"""

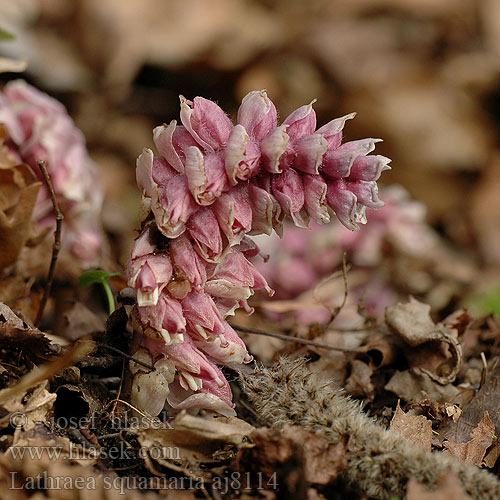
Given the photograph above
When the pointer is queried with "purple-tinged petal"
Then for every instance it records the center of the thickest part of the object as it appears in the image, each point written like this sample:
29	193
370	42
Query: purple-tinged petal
237	271
337	163
273	148
367	193
315	189
310	151
163	321
234	215
227	349
172	142
175	207
257	114
144	173
204	229
206	175
206	122
266	211
288	189
187	263
332	131
202	315
149	274
189	359
142	245
301	122
150	387
345	205
162	171
211	397
242	156
369	168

"""

### ASSIGNMENT
Where images occur in the data above, leave them out and repeat everything else exactly.

### TASK RESPONSE
Given the photograph above
When the pointer is queried with "purple-tinged petal"
Then for every instance it records the center of the thickest part of the object as it appears in the image, each point written like this sample:
29	193
370	42
Query: purple-tinged petal
237	271
337	163
273	148
367	193
315	189
310	151
163	321
234	215
227	349
172	142
175	207
257	114
144	173
204	229
206	175
206	122
266	211
288	189
187	263
332	131
202	315
149	274
189	359
142	245
301	122
150	387
345	205
162	171
211	397
242	156
369	168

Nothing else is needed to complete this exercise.